Due to frailty and other issues related to aging, many older people move into nursing homes for care, where the out-of-pocket costs can be higher than costs associated with living at home or in other settings such as assisted living. Because so many Medicare recipients are also poor, however, Medicaid pays about 60% of the long-term care cost, an expense that is borne by the taxpayer. The financial drain due to nursing home care has led states to turn away people who need care, because the money is simply not there.

There is a solution. Research shows that people lead better lives when they stay at home. They are also less expensive to support. So we need to hasten this trend that healthcare industry executives call rebalancing.

When I was assistant secretary for aging at the U.S. Department of Health and Human Services, about 85% of the Medicaid budget was being spent on nursing homes. That has dropped to 55% due to a push to give people the freedom and choice to live on their own.

The Supreme Court hastened the process in 1999 when it ruled that, under the Americans with Disabilities Act, people who live in nursing homes but were able to live on their own had a civil right to receive care at home.

The Older Americans Act provides some of that home care coverage. Passed in 1965, it requires states to match federal funds at 25% for family caregiver support and 15% for supportive services, preventive health and meals. This federal match of funds for services at home incentivizes states to achieve more rapid rebalancing.

------------------------------------

## Requirement 1:
Can you reproduce the passage on long-term care costs word for word, from "When I was assistant" up to and including "on their own."?
## Requirement 2:
How would the passage on long-term care costs go on after its last sentence? Write that continuation.

## Listed records:
------------------------------------

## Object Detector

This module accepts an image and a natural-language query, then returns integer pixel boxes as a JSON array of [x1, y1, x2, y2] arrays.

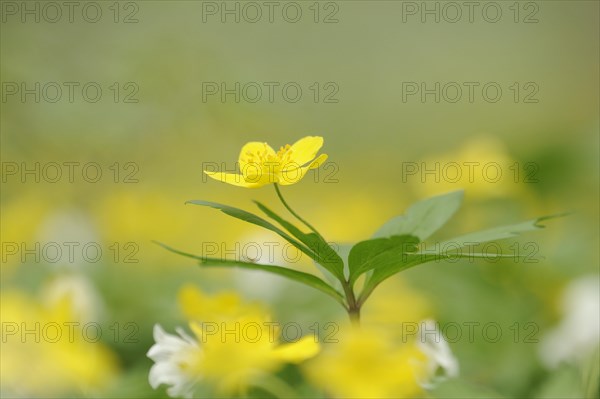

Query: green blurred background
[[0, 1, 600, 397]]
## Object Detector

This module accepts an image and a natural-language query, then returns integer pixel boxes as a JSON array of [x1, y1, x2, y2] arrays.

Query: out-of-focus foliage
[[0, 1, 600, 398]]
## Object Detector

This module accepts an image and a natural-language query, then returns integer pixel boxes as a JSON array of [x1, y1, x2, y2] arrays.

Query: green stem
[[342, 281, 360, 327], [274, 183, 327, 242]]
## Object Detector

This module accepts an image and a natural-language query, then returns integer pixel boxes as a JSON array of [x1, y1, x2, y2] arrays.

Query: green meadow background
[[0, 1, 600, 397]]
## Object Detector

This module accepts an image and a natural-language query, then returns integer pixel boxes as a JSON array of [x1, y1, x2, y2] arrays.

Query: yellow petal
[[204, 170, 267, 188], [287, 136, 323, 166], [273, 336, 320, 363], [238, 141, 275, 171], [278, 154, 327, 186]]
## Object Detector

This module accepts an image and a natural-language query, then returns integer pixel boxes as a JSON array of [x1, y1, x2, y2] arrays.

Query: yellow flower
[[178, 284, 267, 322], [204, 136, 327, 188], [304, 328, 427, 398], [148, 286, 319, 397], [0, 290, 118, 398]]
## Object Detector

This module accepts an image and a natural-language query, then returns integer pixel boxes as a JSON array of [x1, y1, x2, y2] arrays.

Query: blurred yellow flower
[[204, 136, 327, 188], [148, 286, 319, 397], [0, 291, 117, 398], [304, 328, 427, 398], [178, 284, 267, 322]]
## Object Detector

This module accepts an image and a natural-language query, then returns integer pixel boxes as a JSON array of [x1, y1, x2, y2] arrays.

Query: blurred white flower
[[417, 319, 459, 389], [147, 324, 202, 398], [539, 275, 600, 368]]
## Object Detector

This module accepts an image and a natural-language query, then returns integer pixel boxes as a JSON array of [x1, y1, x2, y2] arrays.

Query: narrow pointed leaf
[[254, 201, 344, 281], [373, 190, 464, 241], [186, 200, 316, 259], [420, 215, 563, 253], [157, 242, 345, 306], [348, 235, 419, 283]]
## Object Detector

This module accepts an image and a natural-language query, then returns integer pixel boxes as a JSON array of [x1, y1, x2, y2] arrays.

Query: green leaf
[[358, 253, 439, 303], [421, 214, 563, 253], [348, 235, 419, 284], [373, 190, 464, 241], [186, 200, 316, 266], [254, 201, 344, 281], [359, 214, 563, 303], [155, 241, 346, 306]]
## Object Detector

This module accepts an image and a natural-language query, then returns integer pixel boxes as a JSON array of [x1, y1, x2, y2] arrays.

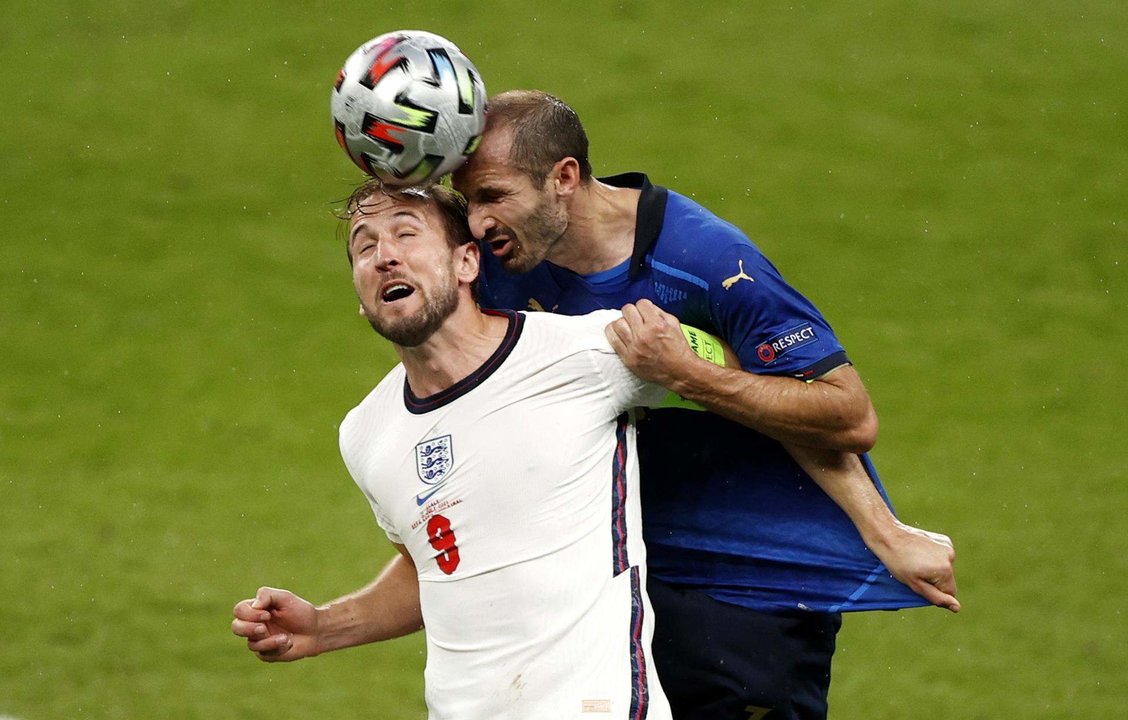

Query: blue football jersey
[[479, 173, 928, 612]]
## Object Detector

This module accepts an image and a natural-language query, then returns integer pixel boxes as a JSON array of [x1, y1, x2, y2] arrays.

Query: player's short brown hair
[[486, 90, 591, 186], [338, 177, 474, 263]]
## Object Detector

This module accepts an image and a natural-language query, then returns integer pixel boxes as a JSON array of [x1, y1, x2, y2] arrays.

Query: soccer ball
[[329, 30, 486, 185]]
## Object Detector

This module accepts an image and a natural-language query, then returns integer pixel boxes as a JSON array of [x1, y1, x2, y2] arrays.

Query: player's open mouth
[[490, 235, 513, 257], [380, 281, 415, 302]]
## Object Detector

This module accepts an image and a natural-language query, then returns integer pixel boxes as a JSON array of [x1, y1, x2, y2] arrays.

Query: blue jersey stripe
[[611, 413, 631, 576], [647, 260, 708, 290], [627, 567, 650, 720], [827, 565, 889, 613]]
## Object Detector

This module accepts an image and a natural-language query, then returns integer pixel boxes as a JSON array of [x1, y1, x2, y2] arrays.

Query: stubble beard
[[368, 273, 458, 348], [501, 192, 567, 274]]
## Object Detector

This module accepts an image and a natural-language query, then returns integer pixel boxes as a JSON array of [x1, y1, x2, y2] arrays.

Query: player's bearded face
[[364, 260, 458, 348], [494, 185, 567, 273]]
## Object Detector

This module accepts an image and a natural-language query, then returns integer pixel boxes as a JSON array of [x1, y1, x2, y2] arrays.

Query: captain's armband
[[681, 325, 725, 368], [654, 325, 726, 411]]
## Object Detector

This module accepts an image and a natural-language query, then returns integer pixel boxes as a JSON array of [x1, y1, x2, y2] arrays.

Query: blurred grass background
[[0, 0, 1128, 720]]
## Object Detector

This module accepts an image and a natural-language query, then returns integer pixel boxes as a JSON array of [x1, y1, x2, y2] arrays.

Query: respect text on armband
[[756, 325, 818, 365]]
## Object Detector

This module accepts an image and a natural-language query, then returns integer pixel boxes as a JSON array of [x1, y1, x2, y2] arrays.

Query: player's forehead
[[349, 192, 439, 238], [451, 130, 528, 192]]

------------------------------------

## Answer section 1:
When I was assistant secretary for aging at the U.S. Department of Health and Human Services, about 85% of the Medicaid budget was being spent on nursing homes. That has dropped to 55% due to a push to give people the freedom and choice to live on their own.

## Answer section 2:
But that's not enough. The public should support experimental programs and financial incentives that give people a chance to come back home from hospitalizations and receive support. The U.S. Department of Health and Human Services estimates that the average cost of a year-long stay in a semi-private room in a nursing home is approximately $75,000. At ILS, the organization in which I am employed, we have been successful in reducing the cost of care to nearly $25,000 by providing it in the home.

Care in the home offers a lower cost, better quality, it's what the individual prefers and a significant amount of taxpayer financing is saved. We must do more to accelerate the movement of individuals from nursing homes back into their residence. We're aging as a nation faster than European countries. Baby boomers are increasing in numbers, and people are living longer due to healthier lifestyles and advances in medicine.

An important initiative of many states is to move Medicaid long-term care into managed care companies by capitating these companies for the costs of long-term care. This moves the responsibility for rebalancing from the states to the managed care companies. MCOs can rebalance more rapidly than the states because of their more intensive care coordination and case management activities and their ability to assist people after hospital discharge and avoid unnecessary or premature nursing home placement. These companies also can build more robust networks of home- and community-based providers to accommodate the increase in patients served in a home setting.

Our system of long-term care must keep pace. The more healthcare services we deliver to homes — preventive care, nutrition and nursing — the more we can hold down costs. That, in turn, will enable government programs to extend benefits to more people in need and place a smaller burden on taxpayers.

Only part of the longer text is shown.